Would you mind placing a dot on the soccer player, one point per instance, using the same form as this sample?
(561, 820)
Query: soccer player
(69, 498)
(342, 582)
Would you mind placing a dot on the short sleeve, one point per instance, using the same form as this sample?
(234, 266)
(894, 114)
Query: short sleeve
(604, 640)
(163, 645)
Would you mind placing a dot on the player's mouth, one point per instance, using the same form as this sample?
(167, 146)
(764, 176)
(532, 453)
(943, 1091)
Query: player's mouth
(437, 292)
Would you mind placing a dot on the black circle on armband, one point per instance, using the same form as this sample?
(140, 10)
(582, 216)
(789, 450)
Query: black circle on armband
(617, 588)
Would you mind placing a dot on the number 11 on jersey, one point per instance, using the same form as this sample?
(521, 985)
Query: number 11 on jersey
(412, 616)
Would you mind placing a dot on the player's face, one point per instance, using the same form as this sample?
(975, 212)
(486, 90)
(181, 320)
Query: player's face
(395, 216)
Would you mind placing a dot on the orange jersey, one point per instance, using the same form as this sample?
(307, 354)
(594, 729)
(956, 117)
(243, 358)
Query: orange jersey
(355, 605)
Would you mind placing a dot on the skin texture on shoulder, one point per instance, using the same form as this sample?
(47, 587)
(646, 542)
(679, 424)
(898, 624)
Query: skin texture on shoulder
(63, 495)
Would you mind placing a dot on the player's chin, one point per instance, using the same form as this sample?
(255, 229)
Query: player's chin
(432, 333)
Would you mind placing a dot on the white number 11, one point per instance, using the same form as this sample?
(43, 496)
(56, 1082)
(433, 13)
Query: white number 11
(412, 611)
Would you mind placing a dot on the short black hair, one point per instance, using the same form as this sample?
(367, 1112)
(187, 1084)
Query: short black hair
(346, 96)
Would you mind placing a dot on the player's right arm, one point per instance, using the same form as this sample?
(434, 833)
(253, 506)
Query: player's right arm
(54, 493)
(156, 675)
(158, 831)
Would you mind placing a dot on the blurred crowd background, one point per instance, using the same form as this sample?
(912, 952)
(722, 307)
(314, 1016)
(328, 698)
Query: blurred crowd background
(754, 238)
= = = = =
◆ **What needs to be done**: Present every line of the records above as a numbered list, omitting any blank lines.

◆ **Finished task**:
1. Would you mind placing a dot on the soccer player, one point per instance, using the same form as this sample?
2. (561, 820)
3. Query: soccer player
4. (69, 498)
5. (342, 582)
6. Would you mind placing a dot on the short sleeve, one point per instance, using the same form as this sample?
7. (234, 266)
8. (894, 114)
9. Query: short sleeve
10. (604, 640)
11. (163, 645)
12. Would you mind placing a dot on the player's mouth, one point per instance, using the same form as this sample?
13. (167, 146)
14. (764, 176)
15. (532, 453)
16. (943, 1091)
17. Query: player's mouth
18. (437, 292)
19. Would you mind placing a dot on the black circle on armband, one point per instance, using the same form as this sample?
20. (140, 10)
21. (582, 216)
22. (789, 450)
23. Query: black circle on armband
24. (617, 588)
25. Would you mind placing a dot on the number 11 on jersey, one point per instance, using the same form as this sample?
26. (521, 985)
27. Query: number 11 on jersey
28. (412, 616)
29. Would you mind placing a dot on the player's face, one point per instance, using the same form as this sample?
30. (975, 212)
31. (486, 90)
32. (181, 320)
33. Query: player's face
34. (395, 216)
35. Would you mind placing a dot on the orange jersey, one point per instance, using the same form as this sample?
36. (307, 354)
37. (594, 729)
38. (956, 117)
39. (243, 358)
40. Query: orange jersey
41. (355, 605)
42. Would you mind placing a dot on the skin texture on shoulder, one point per instance, using the same form as this sample?
43. (47, 587)
44. (646, 542)
45. (679, 424)
46. (898, 624)
47. Query: skin texture on shoulder
48. (63, 495)
49. Would you mind placing a dot on the player's chin, one point per instance, using the same form as this sample?
50. (255, 229)
51. Query: player's chin
52. (432, 333)
53. Would you mind placing a dot on the white number 11, one point per instance, using the same form as this sample?
54. (43, 496)
55. (56, 1082)
56. (433, 13)
57. Query: white number 11
58. (412, 611)
59. Would you mind placing a dot on the short black hair, one point per instance, using the same form as this sample?
60. (367, 1112)
61. (187, 1084)
62. Query: short black hair
63. (346, 96)
64. Would you mind placing a dot on the player's right arm, one point per instance, using the same form as this sample?
65. (434, 833)
66. (253, 506)
67. Query: player's right arm
68. (54, 493)
69. (156, 675)
70. (158, 831)
71. Would you mind placing a dot on the blurred crowd background, one point per instance, using the same form as this sample?
72. (912, 952)
73. (722, 307)
74. (314, 1016)
75. (328, 698)
76. Query: blurred crowd background
77. (754, 238)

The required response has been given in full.